Brandon Barbosa, Juan Javier Cardenas, Christina Pumariega, Christopher Tarjan & Rebecca Soler in "Becoming Cuba" (photo: T. Charles Erickson) |
Sometimes a rare evening of theater is like a healthy helping of paella, filled with nourishing, sometimes indescribably exotic ingredients, expertly mixed and seasoned. “Becoming Cuba”, a new work by Huntington Theatre Company Playwright-in-Residence Melinda Lopez (whose play “Sonia Flew” was presented by Huntington in 2004) is the ultimate theatrical buffet. Having had its world premiere last year at San Diego’s North Coast Repertory Theatre, this much-revised version is directed by Huntington’s Associate Producer M. Bevin O’Gara. In its present state, it’s a fascinating amalgam of forms, part comedy as well as tragedy, part naturalistic as well as magically realistic. It really defies pigeon-holing, somehow managing successfully to be all things to all men, and, especially, women. In a very subversive way, it even becomes a feminist statement about an atypically vocal protagonist, a widow facing change, both within herself and without, and how events and emotions produce an inescapable metamorphosis in her life. In many unexpected ways, this is an unforgettable triumph for Lopez.
It’s the story of the Cuban widow Adela (Christina Pumariega) and her choices between family and country loyalty. Intensely personal and passionate, it’s inspired by the playwright’s own great grandmother’s experiences. Due to Spain’s overtaxing of Cuba (and Puerto Rico) to fund war losses, Cuban revolutionaries proclaimed independence in 1895, supported by the countryside “campesinos”, leading to the Cuban War of Independence (known here in the U.S. as the Spanish-American War, though our involvement was quite late on the scene). By 1897, guerilla warfare and disease hinted at victory for the rebels, but the U.S. intervened anyway. A short year later, the U.S. and Spain signed the Treaty of Paris granting Cuban independence. Against this historical background, the fictional story of one family is explored.
In 1897 Cuba, Adela leaves the country home where her father, her half-brother Manny (Juan Javier Cardenas, doubling as the character of the Little Conquistador) and sister Martina (Rebecca Soler) were active in the rebellion against Spain. Adela heads for Havana, marries a Spanish pharmacist, and takes over his pharmacy when he’s killed in the war. Despite difficulty getting supplies due to a blockade of the harbor, she is unwilling at first to get involved in the rebellion. She has several visions (or ghosts or apparitions), such as folk hero Hatuey’s wife (Marianna Bassham, doubling as the noblewoman Fancy). Another pivotal character is that of the American journalist Richard Davis (Christopher Tarjan), based on real-life journalists such as Sylvester Scovel of The New York World, and Grover Flint and Richard Harding Davis of the New York Journal. Also appearing, doubling as the youths Chucho and Mambi, is Brandon Barbosa. At the beginning (and end) of the play, the Conquistador (Christopher Burns, doubling as Fancy’s husband Isidore) ominously proclaims: “Blood will have blood”, then refers to English as a “language of grunts and farts”. It’s just the first of many swings of words and moods in the play. All of the cast are at the top of their form, especially Pumariega in the central role of the evolving Adela; it’s impossible to take one’s eyes off her. It is she who describes thirty years of war as not a metaphor, but background noise. Near the end of the play, she admits that she is “becoming Cuban, I suppose”.

Your instructions: Transcribe the portion of the review starting with "It’s the story" and going on through "family is explored.". The rows that follow have nothing to do with the review.

Dataset content:
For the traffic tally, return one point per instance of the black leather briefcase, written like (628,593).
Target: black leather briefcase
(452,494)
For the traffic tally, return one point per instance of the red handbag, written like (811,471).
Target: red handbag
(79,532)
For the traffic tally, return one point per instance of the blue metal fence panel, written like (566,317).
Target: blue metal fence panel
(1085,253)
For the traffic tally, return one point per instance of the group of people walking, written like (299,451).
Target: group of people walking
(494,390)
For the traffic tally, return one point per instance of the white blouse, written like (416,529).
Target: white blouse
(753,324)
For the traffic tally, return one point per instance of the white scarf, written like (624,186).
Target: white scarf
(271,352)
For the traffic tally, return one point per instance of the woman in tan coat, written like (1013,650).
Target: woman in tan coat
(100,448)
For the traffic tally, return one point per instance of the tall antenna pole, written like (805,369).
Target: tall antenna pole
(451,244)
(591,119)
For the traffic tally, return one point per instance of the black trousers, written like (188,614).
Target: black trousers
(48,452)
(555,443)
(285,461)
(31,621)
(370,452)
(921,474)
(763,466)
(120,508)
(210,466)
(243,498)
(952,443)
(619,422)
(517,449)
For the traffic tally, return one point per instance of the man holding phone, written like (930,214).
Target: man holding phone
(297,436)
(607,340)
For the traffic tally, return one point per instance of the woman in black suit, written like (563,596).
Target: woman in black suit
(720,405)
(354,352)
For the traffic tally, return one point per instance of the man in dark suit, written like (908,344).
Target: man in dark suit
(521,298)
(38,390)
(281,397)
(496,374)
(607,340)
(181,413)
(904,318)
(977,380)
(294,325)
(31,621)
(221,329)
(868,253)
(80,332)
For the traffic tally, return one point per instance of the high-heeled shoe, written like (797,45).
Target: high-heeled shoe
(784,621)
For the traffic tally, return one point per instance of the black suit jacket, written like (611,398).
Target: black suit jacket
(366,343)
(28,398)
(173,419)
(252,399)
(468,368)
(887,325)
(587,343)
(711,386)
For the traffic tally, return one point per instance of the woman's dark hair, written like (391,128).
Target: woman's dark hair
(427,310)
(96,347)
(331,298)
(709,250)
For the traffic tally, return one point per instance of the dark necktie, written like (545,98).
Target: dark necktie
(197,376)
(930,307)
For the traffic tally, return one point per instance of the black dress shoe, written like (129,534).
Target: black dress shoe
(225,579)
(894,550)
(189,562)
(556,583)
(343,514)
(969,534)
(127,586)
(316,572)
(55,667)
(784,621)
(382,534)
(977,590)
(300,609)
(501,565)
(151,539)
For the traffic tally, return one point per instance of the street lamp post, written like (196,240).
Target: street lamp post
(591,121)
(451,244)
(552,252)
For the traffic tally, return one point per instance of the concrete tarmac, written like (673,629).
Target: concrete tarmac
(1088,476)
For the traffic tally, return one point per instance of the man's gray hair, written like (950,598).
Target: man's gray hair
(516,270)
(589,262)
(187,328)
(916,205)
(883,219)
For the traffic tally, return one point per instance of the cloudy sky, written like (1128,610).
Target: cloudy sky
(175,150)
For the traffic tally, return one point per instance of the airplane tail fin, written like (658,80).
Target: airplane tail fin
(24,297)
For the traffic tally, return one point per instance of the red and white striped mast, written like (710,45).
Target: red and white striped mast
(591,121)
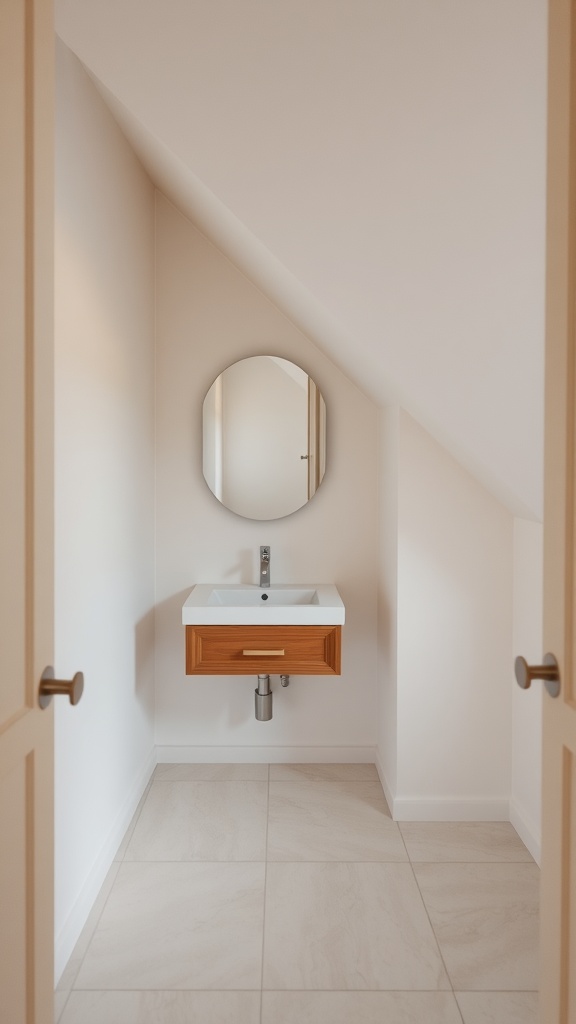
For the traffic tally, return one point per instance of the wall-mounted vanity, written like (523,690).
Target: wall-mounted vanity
(246,630)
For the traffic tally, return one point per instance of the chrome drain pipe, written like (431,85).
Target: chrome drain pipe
(262,699)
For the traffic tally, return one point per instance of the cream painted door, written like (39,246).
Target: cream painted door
(27,44)
(558,937)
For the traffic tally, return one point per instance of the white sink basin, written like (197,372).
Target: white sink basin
(247,604)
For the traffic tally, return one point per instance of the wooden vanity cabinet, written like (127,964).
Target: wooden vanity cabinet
(249,650)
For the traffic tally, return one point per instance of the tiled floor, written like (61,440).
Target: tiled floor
(287,895)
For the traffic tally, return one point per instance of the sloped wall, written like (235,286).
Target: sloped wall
(209,315)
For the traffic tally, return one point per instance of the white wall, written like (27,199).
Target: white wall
(388,426)
(527,705)
(454,630)
(105,489)
(209,315)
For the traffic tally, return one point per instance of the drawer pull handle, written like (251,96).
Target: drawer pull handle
(261,653)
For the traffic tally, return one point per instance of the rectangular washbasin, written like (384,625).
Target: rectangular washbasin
(247,604)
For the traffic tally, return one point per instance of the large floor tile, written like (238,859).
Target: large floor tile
(162,1008)
(346,926)
(486,920)
(331,821)
(326,773)
(179,926)
(201,821)
(359,1008)
(211,773)
(498,1008)
(463,841)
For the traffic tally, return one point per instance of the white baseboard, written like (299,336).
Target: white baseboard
(72,928)
(448,809)
(442,808)
(527,829)
(264,755)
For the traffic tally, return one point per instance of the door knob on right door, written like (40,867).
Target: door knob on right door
(548,672)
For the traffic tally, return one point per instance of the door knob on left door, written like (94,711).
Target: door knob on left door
(548,672)
(50,686)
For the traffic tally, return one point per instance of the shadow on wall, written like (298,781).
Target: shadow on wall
(144,657)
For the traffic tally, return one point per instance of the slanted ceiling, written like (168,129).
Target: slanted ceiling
(378,168)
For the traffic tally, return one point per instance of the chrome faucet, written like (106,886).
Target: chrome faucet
(264,566)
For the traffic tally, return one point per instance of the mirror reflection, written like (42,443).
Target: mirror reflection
(263,437)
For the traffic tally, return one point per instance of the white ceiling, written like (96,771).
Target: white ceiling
(378,168)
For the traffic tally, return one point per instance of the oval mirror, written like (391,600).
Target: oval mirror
(263,437)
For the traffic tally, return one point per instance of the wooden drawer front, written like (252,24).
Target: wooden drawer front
(218,650)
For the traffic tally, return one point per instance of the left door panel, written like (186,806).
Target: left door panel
(27,47)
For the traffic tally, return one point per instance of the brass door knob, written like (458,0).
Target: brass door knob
(548,672)
(50,686)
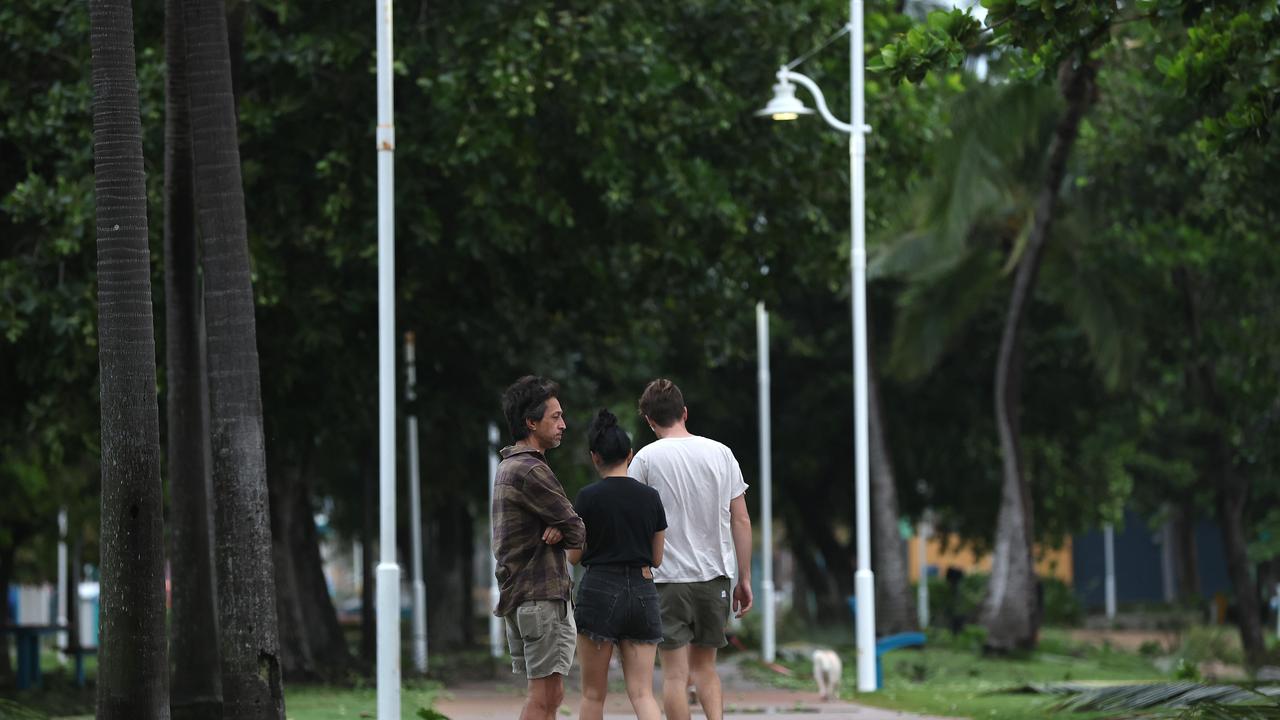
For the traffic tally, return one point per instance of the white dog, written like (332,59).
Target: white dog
(827,670)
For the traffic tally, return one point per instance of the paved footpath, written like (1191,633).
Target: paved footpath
(743,700)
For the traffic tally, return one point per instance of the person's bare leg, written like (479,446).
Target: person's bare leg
(545,695)
(675,679)
(594,659)
(702,669)
(638,669)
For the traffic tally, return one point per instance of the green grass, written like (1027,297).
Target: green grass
(60,698)
(312,702)
(954,678)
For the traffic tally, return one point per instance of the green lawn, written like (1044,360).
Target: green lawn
(311,702)
(954,678)
(60,698)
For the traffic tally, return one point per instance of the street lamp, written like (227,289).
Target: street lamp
(786,106)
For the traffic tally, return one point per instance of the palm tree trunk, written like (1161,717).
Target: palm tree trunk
(1010,610)
(133,670)
(895,607)
(7,555)
(196,692)
(1230,486)
(311,641)
(246,580)
(1185,557)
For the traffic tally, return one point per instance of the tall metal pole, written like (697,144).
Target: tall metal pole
(64,604)
(864,580)
(496,627)
(415,511)
(388,572)
(762,349)
(922,588)
(1109,552)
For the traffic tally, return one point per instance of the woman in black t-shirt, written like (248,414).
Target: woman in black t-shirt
(617,602)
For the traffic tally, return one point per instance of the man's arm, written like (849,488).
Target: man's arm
(740,525)
(545,499)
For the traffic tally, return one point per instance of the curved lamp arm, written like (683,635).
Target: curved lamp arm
(785,74)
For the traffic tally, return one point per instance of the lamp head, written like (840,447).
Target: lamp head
(785,105)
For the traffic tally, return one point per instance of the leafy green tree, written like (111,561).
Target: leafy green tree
(133,675)
(48,318)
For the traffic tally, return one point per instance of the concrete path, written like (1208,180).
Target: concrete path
(781,705)
(743,700)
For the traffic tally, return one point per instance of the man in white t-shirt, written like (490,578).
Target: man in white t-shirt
(708,545)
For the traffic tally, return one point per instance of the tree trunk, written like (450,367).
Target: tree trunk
(368,623)
(196,691)
(246,580)
(1230,487)
(311,642)
(1010,610)
(7,554)
(133,674)
(1233,497)
(448,565)
(1185,556)
(895,607)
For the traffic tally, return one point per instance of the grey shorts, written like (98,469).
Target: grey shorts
(542,637)
(694,613)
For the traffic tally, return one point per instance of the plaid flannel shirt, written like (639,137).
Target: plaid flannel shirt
(526,500)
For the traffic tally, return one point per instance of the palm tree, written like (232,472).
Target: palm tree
(196,692)
(246,582)
(990,212)
(1010,610)
(133,674)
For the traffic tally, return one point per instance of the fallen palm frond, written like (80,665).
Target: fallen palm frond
(1185,698)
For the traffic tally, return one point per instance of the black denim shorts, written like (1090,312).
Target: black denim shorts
(616,602)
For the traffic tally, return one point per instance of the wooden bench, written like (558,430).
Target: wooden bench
(78,652)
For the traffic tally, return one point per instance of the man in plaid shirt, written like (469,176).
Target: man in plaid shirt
(533,524)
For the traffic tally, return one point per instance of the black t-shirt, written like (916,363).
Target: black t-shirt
(621,518)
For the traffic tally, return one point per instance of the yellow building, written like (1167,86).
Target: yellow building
(1050,561)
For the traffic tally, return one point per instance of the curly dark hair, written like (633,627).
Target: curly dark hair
(662,402)
(607,440)
(526,400)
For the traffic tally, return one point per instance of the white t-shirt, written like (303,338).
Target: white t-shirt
(696,478)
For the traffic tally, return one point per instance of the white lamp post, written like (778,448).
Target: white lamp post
(388,570)
(415,510)
(762,343)
(786,106)
(496,624)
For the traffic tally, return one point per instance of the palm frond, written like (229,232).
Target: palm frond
(931,315)
(1174,700)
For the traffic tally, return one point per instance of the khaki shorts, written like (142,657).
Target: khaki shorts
(694,613)
(542,637)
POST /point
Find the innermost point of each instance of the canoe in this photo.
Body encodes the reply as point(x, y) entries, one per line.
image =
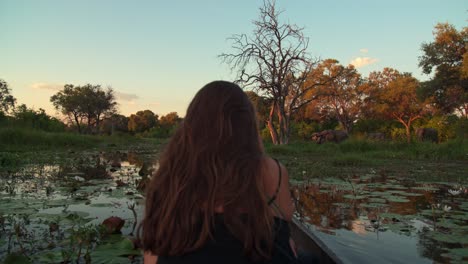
point(310, 243)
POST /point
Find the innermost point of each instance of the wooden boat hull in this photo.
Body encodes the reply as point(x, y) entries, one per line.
point(310, 243)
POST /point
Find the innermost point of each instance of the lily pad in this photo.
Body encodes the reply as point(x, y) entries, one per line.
point(397, 199)
point(114, 252)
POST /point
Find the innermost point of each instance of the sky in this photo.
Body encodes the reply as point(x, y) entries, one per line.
point(157, 54)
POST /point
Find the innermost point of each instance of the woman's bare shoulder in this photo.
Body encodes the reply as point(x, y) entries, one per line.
point(272, 181)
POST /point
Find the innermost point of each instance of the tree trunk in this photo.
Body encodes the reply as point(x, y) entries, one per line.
point(77, 122)
point(408, 134)
point(283, 126)
point(271, 127)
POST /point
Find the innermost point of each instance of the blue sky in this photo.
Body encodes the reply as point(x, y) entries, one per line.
point(157, 54)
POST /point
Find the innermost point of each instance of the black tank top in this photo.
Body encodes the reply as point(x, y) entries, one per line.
point(225, 248)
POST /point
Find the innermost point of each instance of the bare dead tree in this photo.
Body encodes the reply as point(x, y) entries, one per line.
point(274, 62)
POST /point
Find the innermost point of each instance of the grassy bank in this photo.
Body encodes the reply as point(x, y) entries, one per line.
point(21, 139)
point(306, 160)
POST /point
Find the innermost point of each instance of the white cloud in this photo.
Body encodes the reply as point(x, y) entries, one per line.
point(363, 61)
point(126, 96)
point(47, 86)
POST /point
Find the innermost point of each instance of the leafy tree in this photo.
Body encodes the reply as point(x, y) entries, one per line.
point(340, 96)
point(37, 119)
point(446, 57)
point(261, 106)
point(114, 123)
point(142, 121)
point(395, 98)
point(170, 120)
point(274, 61)
point(87, 104)
point(7, 101)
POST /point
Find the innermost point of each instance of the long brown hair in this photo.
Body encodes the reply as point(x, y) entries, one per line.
point(214, 159)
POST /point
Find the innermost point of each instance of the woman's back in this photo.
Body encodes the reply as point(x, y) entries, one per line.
point(216, 160)
point(225, 248)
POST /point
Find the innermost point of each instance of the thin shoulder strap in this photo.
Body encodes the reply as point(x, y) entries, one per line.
point(270, 201)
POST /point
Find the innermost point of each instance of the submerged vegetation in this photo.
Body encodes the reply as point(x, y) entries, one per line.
point(54, 202)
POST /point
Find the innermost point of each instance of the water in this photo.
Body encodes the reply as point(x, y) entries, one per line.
point(371, 217)
point(387, 219)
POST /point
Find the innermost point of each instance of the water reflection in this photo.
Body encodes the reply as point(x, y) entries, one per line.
point(431, 216)
point(80, 191)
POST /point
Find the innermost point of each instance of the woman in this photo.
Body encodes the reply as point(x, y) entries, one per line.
point(216, 197)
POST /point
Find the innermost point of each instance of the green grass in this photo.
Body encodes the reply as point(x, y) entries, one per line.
point(306, 160)
point(14, 139)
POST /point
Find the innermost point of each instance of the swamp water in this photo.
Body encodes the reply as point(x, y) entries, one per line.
point(379, 218)
point(52, 212)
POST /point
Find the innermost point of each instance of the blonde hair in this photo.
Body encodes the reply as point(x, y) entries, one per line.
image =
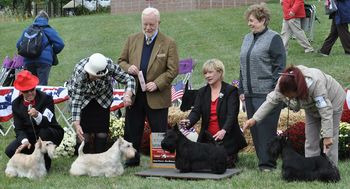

Exercise solution:
It’s the story of the Cuban widow Adela (Christina Pumariega) and her choices between family and country loyalty. Intensely personal and passionate, it’s inspired by the playwright’s own great grandmother’s experiences. Due to Spain’s overtaxing of Cuba (and Puerto Rico) to fund war losses, Cuban revolutionaries proclaimed independence in 1895, supported by the countryside “campesinos”, leading to the Cuban War of Independence (known here in the U.S. as the Spanish-American War, though our involvement was quite late on the scene). By 1897, guerilla warfare and disease hinted at victory for the rebels, but the U.S. intervened anyway. A short year later, the U.S. and Spain signed the Treaty of Paris granting Cuban independence. Against this historical background, the fictional story of one family is explored.